** start **
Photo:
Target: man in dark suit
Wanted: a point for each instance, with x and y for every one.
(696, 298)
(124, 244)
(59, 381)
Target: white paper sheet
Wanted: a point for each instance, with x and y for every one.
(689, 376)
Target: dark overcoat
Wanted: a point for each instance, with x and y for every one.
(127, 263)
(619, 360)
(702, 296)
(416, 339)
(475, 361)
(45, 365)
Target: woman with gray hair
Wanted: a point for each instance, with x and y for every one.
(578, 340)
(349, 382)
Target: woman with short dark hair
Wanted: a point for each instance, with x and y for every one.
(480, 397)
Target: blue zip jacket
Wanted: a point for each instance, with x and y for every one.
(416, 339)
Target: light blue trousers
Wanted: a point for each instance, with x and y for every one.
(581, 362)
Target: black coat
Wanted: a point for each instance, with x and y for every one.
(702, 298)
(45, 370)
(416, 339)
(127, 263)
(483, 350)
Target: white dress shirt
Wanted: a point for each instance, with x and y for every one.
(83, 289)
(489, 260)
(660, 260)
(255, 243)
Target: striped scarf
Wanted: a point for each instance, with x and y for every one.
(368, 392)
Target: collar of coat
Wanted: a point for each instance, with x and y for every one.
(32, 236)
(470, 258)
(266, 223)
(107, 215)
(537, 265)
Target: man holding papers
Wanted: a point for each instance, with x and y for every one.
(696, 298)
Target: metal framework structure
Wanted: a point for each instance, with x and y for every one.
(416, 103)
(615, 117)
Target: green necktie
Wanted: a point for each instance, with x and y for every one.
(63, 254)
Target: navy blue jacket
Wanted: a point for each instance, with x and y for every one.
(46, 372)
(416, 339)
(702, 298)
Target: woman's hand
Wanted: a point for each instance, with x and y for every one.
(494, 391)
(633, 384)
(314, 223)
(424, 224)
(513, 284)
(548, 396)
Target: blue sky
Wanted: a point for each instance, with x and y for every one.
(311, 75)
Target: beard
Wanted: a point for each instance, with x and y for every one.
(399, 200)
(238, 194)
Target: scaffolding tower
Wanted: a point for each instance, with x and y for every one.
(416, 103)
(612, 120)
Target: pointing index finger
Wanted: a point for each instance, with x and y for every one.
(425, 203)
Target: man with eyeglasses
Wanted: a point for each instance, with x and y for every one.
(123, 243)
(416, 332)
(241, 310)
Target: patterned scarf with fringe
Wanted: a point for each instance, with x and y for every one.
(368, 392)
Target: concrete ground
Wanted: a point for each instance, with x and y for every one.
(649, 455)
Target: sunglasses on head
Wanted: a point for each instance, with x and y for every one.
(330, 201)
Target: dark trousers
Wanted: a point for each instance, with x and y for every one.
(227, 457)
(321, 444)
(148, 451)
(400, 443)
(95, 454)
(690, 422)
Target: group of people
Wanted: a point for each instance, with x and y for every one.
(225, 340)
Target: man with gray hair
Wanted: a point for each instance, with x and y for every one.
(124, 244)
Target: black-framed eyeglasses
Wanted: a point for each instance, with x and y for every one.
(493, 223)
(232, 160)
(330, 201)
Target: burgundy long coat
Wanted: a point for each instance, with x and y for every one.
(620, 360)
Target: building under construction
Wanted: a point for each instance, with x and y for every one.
** end **
Give these lines again, swapping "a point for each instance" for "one point per instance" everywhere it appears and leaving everything else unchanged.

Photo:
Target: man in dark suit
Wanted: one point per instance, with x and y for every one.
(696, 298)
(124, 244)
(59, 381)
Target: white paper sheet
Wanted: one point per instance, with x and y for every one.
(689, 376)
Target: dark overcoat
Wanted: one point per instance, with x and y for every one.
(127, 263)
(619, 360)
(702, 296)
(416, 339)
(475, 361)
(45, 365)
Target: woman with gray hair
Wanted: one point per instance, with x and y for every one.
(578, 340)
(349, 382)
Target: woman with short dark hair
Wanted: one point per instance, with x and y for every one.
(480, 397)
Target: blue zip jacket
Wanted: one point per instance, with x and y for every one.
(416, 339)
Target: light blue trousers
Wanted: one point per instance, with x and y for every one.
(581, 362)
Target: black coat
Wanted: one point per instance, with x and y for every one.
(702, 298)
(45, 370)
(416, 339)
(127, 263)
(483, 350)
Target: white dress shirt
Wanted: one point per instance, with x and y for every one.
(83, 289)
(489, 260)
(660, 260)
(255, 243)
Target: striped scarf
Wanted: one point per instance, with x and y for every one.
(368, 392)
Target: collar of coat
Wanted: one point per instance, with x and y for every one.
(32, 236)
(470, 258)
(266, 223)
(107, 215)
(537, 265)
Target: man holding papers
Wanted: one point per instance, with x and y for every one.
(696, 298)
Target: metal framework structure
Wanted: one point per instance, with x and y for every one.
(416, 103)
(615, 117)
Target: green necktie
Wanted: one point per instance, with x and y for every one.
(63, 254)
Target: navy blue jacket
Wanted: one point per instance, with x and y for every one.
(46, 372)
(416, 339)
(702, 298)
Target: woman's hand
Wanted: one point per instance, with x and y for every one.
(494, 391)
(633, 384)
(314, 223)
(424, 224)
(513, 284)
(548, 396)
Target: blue sky
Wanted: one point per instance, with x and y for every one.
(311, 75)
Target: beard
Wanted: one point per instance, with x and y for every one.
(399, 200)
(238, 194)
Target: scaffolding tower
Wanted: one point per instance, with x and y for every one.
(416, 103)
(612, 120)
Target: pointing index finger
Wanted: one point per instance, with x and y for every one.
(425, 203)
Target: man with eyeglasses
Wanted: one point per instance, with x and y for every one.
(123, 243)
(416, 332)
(241, 310)
Target: patterned scarf with fringe
Wanted: one point per instance, with x and y for every one.
(368, 392)
Target: concrete ground
Wanted: one point per instance, with x and y for every one.
(649, 455)
Target: sunglasses on head
Wanted: one point per instance, with x and y for every one.
(330, 201)
Target: dark trousers
Wanted: one point per instance, with x and y for every one.
(227, 457)
(321, 444)
(148, 451)
(400, 443)
(95, 454)
(690, 422)
Target: group of people
Wanted: one point per instance, with x and y for every one.
(225, 340)
Target: man with gray hair
Wanted: one point per instance, with x and y for every one.
(124, 244)
Target: black-framed eyeglasses
Wanted: one point per instance, with x and y for every one.
(493, 223)
(232, 160)
(330, 201)
Target: burgundy long coat
Wanted: one point per instance, with x and y for every one.
(620, 360)
Target: building under construction
Wanted: one point per instance, with x and y for every one.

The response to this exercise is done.